— start of Dataset content —

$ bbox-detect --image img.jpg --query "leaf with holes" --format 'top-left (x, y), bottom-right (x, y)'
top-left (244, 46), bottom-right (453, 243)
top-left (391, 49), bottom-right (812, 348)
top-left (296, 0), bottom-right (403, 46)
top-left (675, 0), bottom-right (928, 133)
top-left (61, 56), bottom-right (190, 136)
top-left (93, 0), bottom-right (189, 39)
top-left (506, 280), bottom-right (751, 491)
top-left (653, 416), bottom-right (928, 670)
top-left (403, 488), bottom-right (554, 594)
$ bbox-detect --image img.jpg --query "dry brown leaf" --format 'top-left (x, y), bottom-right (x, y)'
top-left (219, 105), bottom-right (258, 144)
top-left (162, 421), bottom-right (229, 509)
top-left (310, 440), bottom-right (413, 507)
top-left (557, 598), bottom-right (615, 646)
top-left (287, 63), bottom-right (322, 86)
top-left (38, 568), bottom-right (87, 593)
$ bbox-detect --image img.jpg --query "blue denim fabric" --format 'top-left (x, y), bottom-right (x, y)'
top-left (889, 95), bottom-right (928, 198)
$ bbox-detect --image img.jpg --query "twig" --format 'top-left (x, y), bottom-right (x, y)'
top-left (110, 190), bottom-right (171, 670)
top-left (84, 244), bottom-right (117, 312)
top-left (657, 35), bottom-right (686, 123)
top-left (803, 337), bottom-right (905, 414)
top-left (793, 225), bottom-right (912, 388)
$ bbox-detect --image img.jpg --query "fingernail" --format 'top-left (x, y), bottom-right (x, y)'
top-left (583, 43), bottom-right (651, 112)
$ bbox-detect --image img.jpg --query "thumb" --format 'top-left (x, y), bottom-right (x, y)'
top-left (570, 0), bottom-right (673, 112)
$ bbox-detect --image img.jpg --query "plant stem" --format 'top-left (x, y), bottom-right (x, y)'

— end of Dataset content —

◆ Problem details ◆
Give the entries again in full, exactly as they are written.

◆ Full response ◆
$ bbox-detect --image img.jpg --query "leaf with holes" --format 'top-left (x, y), bottom-right (x, y)'
top-left (244, 46), bottom-right (453, 243)
top-left (391, 49), bottom-right (812, 348)
top-left (296, 0), bottom-right (403, 46)
top-left (675, 0), bottom-right (928, 133)
top-left (61, 56), bottom-right (190, 136)
top-left (93, 0), bottom-right (189, 39)
top-left (506, 280), bottom-right (751, 491)
top-left (653, 416), bottom-right (928, 670)
top-left (403, 488), bottom-right (554, 594)
$ bbox-detect --image img.jpg --query "dry brown leaf" --format 'top-left (x, y), bottom-right (x, y)'
top-left (219, 105), bottom-right (258, 144)
top-left (162, 421), bottom-right (229, 509)
top-left (310, 440), bottom-right (413, 507)
top-left (557, 598), bottom-right (615, 646)
top-left (287, 63), bottom-right (322, 86)
top-left (38, 568), bottom-right (87, 593)
$ bbox-detect --image img.jpg --query "blue denim fabric" --format 'top-left (x, y), bottom-right (x, y)'
top-left (889, 95), bottom-right (928, 198)
$ bbox-detect --image img.jpg --query "twig" --format 'top-left (x, y), bottom-right (x, y)'
top-left (110, 190), bottom-right (171, 670)
top-left (84, 244), bottom-right (117, 312)
top-left (657, 35), bottom-right (686, 123)
top-left (803, 337), bottom-right (905, 414)
top-left (793, 225), bottom-right (912, 388)
$ bbox-detect --image img.jpg --query "fingernail" --format 'top-left (x, y), bottom-right (x, y)'
top-left (583, 43), bottom-right (651, 112)
$ bbox-detect --image img.jpg --query "thumb" --format 'top-left (x, y), bottom-right (x, y)'
top-left (570, 0), bottom-right (673, 112)
$ bbox-detect --image img.jpg --query "plant stem" --format 'top-left (x, y), bottom-right (x, y)'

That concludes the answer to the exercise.